_Task goal_:
Copy every line below in full, but shift each coordinate in the answers up by 103 and leave all other numbers as they are.

_Records supplied_:

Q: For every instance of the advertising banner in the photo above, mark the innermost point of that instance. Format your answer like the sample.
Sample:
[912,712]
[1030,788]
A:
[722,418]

_Written answer_:
Q: For every instance of the advertising banner in the photo above, mark the innermost point of that instance. Format your answer like the sample.
Sample:
[912,712]
[1030,788]
A:
[825,521]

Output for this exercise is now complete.